## Stated task
Set out the listing below, from its first line through the line with "point(646, 353)", as a JSON list of strings, one string per line, with blank lines skipped.

——

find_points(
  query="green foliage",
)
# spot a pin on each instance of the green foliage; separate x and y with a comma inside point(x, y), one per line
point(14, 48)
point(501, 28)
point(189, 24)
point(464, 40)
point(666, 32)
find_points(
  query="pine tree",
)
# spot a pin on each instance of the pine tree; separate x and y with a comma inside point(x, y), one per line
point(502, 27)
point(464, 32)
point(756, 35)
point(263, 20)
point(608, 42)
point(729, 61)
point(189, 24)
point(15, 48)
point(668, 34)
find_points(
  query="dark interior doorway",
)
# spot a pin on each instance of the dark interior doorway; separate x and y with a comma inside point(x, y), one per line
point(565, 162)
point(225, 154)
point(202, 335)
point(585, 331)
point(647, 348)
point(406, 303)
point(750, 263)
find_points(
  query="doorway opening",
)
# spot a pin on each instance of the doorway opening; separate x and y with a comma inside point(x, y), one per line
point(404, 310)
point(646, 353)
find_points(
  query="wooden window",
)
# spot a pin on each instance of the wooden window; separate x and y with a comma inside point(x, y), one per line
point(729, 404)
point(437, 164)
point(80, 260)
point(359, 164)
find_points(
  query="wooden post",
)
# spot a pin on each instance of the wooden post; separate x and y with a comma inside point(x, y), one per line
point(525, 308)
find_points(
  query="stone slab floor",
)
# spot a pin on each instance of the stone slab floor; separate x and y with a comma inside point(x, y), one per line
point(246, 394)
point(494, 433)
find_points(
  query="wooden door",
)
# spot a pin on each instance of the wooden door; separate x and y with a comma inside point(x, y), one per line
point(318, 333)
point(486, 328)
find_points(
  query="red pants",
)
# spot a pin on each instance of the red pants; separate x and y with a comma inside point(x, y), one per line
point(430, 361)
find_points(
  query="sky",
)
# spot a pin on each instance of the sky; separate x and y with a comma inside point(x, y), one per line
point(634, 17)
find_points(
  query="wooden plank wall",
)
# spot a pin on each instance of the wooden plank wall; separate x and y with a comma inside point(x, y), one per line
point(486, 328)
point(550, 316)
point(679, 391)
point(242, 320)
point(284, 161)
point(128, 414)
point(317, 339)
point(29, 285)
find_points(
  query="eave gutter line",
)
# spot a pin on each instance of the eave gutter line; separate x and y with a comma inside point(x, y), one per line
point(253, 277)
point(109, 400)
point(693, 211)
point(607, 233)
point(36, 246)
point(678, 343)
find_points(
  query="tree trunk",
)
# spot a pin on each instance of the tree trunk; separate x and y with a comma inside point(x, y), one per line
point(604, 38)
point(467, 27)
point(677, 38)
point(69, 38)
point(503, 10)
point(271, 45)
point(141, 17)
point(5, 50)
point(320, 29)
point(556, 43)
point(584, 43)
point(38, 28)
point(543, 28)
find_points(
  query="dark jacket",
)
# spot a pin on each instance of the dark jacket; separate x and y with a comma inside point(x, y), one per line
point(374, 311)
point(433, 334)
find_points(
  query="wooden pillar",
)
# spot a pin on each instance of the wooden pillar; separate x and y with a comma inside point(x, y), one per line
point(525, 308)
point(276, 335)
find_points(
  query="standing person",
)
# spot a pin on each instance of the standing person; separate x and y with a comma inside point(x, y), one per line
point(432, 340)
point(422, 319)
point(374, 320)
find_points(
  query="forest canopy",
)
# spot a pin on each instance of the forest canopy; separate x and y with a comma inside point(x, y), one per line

——

## Solved exercise
[
  "find_points(",
  "  query=\"green foliage\",",
  ")",
  "# spot a pin on each instance of the green foliage; separate x and y with a comma inside point(x, y), one per line",
  "point(14, 48)",
  "point(501, 28)",
  "point(189, 24)",
  "point(464, 40)",
  "point(666, 32)",
  "find_points(",
  "  query=\"pine tree\",",
  ")",
  "# spot a pin on each instance of the pine tree; separate x and y with a comma inside point(x, y), one per line",
  "point(502, 27)",
  "point(464, 32)",
  "point(756, 35)",
  "point(263, 20)",
  "point(608, 42)",
  "point(729, 61)",
  "point(189, 24)",
  "point(15, 48)",
  "point(668, 34)",
  "find_points(",
  "  query=\"dark interior doorway\",",
  ")",
  "# spot a pin on each instance of the dark interior doorway; separate x and y with a comma inside point(x, y), one per line",
  "point(565, 162)",
  "point(225, 154)",
  "point(202, 335)",
  "point(585, 331)",
  "point(647, 348)",
  "point(406, 303)",
  "point(750, 263)",
  "find_points(",
  "  query=\"doorway opening\",",
  ")",
  "# spot a pin on each instance of the doorway opening; separate x and y with a comma inside point(x, y), one per line",
  "point(404, 310)",
  "point(646, 353)"
]